= Consigne =
Réécrivez le passage de l'extrait sur le logement abordable qui s'ouvre sur « F.N. : Ce glissement » et se clôt sur « observer à l’international ? », en remplaçant « secteur privé » par « secteur marchand ».

══ Extrait du document ══

P.P. : La dimension idéologique est manifeste. Une partie de la littérature scientifique, de Jean-Claude Driant à Ludovic Halbert, souligne que l’apparition du terme dans le discours public marque une redéfinition du compromis social autour du logement. Le logement social n’est plus présenté comme le cœur du modèle français, mais comme un segment parmi d’autres. Cette évolution reflète un tournant dans les politiques du logement et de l’habitat: plutôt que d’étendre la production publique, on cherche à mobiliser d’autres acteurs — investisseurs, promoteurs, opérateurs de logement intermédiaire — pour produire de l’offre « abordable ».

 

F.N. : Ce glissement renvoie aussi à une forme de défausse de l’État sur les collectivités et sur le secteur privé. Derrière le mot « abordable », on trouve l’idée d’un partage des responsabilités : à l’État de fixer les cadres, aux territoires d’adapter, et au marché d’apporter sa contribution. C’est aussi ce qui explique le succès du terme : il est suffisamment flou pour agréger des acteurs aux intérêts divergents.

 

 

Les analyses que vous tirez du cas français rejoignent-elles ce que vous avez pu observer à l’international ?

 

P.P. : Nous nous sommes appuyés sur les travaux de l’Agence française de développement (AFD) qui a produit un état de l’art sur le sujet. Il se trouve que les constats convergent avec le cas français, puisqu’il n’existe pas non plus de définition stabilisée du « logement abordable » à l’étranger. Le plus souvent, les politiques et la recherche s’intéressent plutôt à la notion d’abordabilité — c’est-à-dire à la relation entre le coût du logement et les revenus des ménages. Dans beaucoup de pays, on considère qu’un logement est abordable lorsque le taux d’effort reste inférieur à un certain seuil, souvent 30 %.

Cela dit, ce critère est lui-même très critiqué. Il ignore la qualité du logement, son emplacement, sa performance énergétique, ou les coûts indirects liés aux déplacements ou à l’entretien. C’est un indicateur comptable, qui ne dit rien des conditions de vie. En France comme ailleurs, la tension entre ces deux registres — prix et qualité — est au cœur du débat.

 

F.N. : On retrouve cette ambivalence dans la littérature comme dans les politiques publiques : soit on cherche à quantifier l’abordabilité, soit on la qualifie. En réalité, les deux approches sont nécessaires, mais rarement articulées. Dans notre projet, nous avons surtout cherché à comprendre comment cette notion pouvait entrer en relation avec la fiscalité locale, sujet encore très peu abordé à l’international. Or, les impôts locaux, les exonérations ou les dispositifs d’aide à la production ont des effets directs sur la capacité à produire du logement abordable, quelle que soit la définition qu’on en donne.

 

 

Faudrait-il, selon vous, stabiliser la notion de logement abordable ou au contraire préserver son flou ?

═══
══ Extraits de données ══

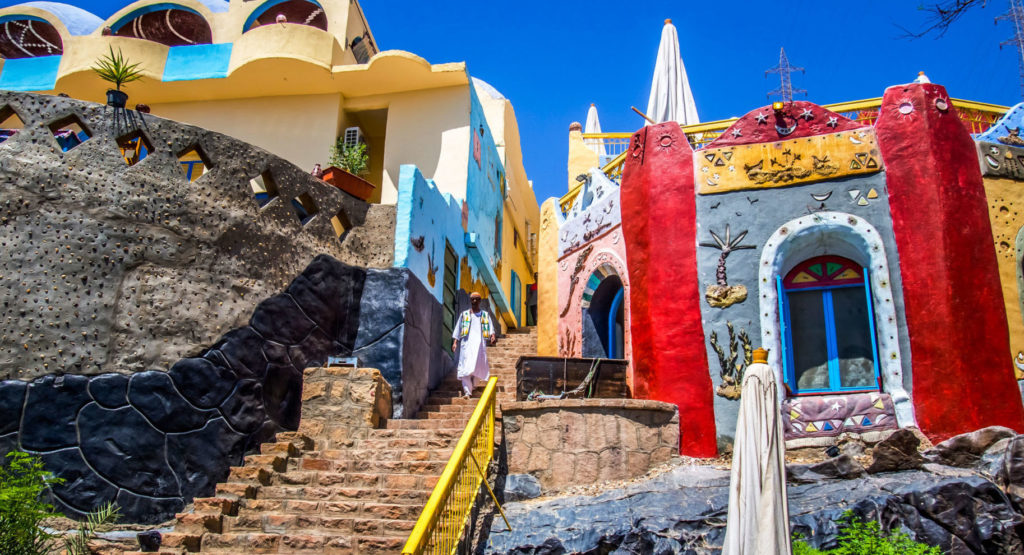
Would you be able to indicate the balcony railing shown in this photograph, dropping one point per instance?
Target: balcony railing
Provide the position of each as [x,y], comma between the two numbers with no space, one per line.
[977,116]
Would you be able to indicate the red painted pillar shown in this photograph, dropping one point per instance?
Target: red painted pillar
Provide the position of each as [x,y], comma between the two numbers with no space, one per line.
[963,377]
[658,212]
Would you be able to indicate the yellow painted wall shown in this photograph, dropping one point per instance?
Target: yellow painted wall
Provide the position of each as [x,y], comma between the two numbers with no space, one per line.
[1006,211]
[300,129]
[582,159]
[547,294]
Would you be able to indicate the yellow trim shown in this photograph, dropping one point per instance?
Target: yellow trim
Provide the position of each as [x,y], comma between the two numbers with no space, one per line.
[614,166]
[443,518]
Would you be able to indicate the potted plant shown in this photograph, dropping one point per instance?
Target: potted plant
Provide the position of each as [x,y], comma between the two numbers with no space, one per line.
[348,166]
[115,69]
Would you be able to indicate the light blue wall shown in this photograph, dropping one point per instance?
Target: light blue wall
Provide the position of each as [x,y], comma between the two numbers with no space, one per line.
[197,61]
[423,211]
[26,74]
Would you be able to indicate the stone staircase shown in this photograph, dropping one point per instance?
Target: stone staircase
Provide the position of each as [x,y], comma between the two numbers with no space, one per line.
[341,484]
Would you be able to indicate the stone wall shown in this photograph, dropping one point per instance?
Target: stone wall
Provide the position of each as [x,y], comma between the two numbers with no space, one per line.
[580,441]
[111,267]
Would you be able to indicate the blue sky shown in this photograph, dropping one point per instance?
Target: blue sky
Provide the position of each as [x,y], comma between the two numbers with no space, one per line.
[553,58]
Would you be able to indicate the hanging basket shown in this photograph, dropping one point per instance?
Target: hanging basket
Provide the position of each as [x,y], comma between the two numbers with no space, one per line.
[117,98]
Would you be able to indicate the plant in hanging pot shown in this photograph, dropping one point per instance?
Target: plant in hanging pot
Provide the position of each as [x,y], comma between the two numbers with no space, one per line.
[113,68]
[349,164]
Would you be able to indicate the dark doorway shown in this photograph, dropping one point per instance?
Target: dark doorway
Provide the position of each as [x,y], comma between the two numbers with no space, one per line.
[603,321]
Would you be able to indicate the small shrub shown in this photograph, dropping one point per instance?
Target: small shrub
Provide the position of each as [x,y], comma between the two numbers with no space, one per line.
[23,481]
[352,159]
[859,538]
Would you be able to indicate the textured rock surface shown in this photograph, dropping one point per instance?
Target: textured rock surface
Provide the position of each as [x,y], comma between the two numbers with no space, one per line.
[684,511]
[156,439]
[117,268]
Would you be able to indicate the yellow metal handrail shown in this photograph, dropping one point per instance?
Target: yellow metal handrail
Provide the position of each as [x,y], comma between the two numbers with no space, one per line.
[977,116]
[439,528]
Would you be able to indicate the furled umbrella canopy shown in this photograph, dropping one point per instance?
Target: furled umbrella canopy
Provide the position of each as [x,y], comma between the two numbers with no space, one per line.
[759,514]
[671,98]
[594,126]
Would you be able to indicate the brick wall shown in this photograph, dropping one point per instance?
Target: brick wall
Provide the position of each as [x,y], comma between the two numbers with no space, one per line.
[341,404]
[581,441]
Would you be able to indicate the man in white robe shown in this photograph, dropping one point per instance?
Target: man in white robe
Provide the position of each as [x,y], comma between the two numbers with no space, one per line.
[472,327]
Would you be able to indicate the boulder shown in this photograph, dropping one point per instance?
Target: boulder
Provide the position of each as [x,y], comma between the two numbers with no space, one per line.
[898,452]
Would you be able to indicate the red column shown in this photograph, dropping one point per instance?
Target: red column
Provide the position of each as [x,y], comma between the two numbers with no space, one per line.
[963,377]
[658,212]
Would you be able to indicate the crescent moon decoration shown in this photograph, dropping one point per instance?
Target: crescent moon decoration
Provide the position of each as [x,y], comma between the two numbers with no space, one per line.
[783,131]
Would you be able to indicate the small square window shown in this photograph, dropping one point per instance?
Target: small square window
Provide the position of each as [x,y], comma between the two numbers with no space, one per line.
[134,146]
[10,123]
[305,208]
[264,189]
[70,132]
[194,162]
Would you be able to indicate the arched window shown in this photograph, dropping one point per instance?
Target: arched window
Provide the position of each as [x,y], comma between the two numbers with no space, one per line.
[828,327]
[287,11]
[27,36]
[166,24]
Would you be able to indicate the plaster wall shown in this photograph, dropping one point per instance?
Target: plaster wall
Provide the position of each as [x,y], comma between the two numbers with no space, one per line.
[1006,212]
[761,213]
[300,129]
[547,282]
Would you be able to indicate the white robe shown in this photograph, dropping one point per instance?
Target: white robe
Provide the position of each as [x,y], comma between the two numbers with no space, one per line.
[472,353]
[759,515]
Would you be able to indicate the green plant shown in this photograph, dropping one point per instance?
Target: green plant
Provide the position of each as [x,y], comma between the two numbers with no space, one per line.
[352,159]
[115,69]
[97,520]
[859,538]
[23,481]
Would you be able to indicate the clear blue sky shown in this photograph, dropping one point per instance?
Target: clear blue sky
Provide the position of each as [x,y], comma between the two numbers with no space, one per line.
[553,58]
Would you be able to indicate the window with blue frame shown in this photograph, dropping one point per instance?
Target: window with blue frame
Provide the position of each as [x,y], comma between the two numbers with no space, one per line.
[516,296]
[828,327]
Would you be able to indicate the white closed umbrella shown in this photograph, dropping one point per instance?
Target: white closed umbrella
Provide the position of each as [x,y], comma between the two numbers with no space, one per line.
[594,126]
[759,513]
[671,98]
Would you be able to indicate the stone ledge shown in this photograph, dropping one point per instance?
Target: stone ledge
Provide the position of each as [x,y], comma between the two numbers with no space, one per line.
[630,404]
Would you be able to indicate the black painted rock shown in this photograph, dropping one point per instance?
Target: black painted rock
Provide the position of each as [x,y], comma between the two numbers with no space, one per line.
[154,394]
[110,390]
[51,409]
[202,382]
[126,450]
[11,401]
[898,452]
[842,467]
[966,450]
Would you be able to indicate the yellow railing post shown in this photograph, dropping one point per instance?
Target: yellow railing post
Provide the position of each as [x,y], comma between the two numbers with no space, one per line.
[440,525]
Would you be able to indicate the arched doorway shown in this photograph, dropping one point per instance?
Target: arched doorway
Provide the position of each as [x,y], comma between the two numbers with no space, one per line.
[603,319]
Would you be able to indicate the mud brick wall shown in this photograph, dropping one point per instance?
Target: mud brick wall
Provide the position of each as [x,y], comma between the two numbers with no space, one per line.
[580,441]
[341,404]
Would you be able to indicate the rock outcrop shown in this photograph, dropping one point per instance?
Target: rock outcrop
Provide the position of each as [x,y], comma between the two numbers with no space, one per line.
[971,510]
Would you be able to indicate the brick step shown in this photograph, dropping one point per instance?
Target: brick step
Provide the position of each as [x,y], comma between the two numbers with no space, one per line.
[314,523]
[411,433]
[408,442]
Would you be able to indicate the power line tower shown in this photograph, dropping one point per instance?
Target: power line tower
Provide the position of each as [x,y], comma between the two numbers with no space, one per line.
[1016,15]
[783,70]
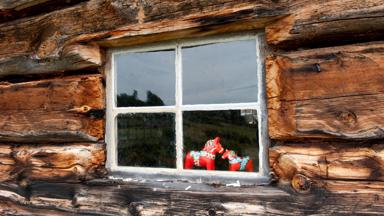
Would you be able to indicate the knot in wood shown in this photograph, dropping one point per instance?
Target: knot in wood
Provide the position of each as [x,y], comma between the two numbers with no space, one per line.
[301,184]
[348,118]
[82,109]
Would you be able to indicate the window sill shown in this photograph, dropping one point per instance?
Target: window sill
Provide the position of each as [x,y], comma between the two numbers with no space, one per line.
[225,178]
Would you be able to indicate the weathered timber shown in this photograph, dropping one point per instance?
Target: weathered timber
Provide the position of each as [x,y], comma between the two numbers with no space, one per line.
[73,57]
[16,9]
[66,109]
[115,23]
[131,198]
[304,163]
[335,92]
[317,23]
[65,162]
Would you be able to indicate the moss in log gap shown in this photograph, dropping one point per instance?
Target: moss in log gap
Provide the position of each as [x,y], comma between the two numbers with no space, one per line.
[36,77]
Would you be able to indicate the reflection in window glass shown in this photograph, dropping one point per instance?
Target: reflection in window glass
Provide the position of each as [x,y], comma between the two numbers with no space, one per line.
[237,130]
[146,140]
[220,73]
[145,79]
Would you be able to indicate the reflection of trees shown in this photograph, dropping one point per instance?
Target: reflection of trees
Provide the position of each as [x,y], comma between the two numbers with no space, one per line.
[125,100]
[146,139]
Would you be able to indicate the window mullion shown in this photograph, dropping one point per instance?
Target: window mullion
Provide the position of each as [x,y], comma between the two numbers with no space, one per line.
[179,114]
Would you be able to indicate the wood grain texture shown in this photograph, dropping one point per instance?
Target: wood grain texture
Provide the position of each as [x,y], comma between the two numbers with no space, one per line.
[17,9]
[66,162]
[314,23]
[335,92]
[74,57]
[114,23]
[105,197]
[327,161]
[67,109]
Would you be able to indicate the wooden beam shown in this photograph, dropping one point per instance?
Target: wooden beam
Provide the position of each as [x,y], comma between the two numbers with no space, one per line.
[19,4]
[327,161]
[72,163]
[318,23]
[67,109]
[118,198]
[17,9]
[332,92]
[109,23]
[74,57]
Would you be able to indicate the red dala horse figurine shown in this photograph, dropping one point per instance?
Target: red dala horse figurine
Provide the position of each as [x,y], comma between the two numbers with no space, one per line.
[237,163]
[206,157]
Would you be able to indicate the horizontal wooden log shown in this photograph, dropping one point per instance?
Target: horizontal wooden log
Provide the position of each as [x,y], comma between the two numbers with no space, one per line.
[335,92]
[109,23]
[17,9]
[73,57]
[327,161]
[316,23]
[74,162]
[131,198]
[65,109]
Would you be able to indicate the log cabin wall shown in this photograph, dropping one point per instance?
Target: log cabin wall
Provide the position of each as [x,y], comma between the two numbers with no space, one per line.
[325,91]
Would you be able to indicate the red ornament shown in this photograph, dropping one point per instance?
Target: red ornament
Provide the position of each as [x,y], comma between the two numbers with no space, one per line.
[237,163]
[206,157]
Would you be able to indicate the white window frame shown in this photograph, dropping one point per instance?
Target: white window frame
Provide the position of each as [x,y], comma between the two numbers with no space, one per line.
[112,110]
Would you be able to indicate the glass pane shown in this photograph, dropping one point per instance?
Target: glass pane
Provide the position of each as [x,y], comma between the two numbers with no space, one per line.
[145,79]
[146,140]
[237,130]
[220,73]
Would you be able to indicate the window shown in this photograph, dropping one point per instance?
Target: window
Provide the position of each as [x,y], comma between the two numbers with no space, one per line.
[166,100]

═══

= Réponse =
F.N. : Ce glissement renvoie aussi à une forme de défausse de l’État sur les collectivités et sur le secteur marchand. Derrière le mot « abordable », on trouve l’idée d’un partage des responsabilités : à l’État de fixer les cadres, aux territoires d’adapter, et au marché d’apporter sa contribution. C’est aussi ce qui explique le succès du terme : il est suffisamment flou pour agréger des acteurs aux intérêts divergents.

 

 

Les analyses que vous tirez du cas français rejoignent-elles ce que vous avez pu observer à l’international ?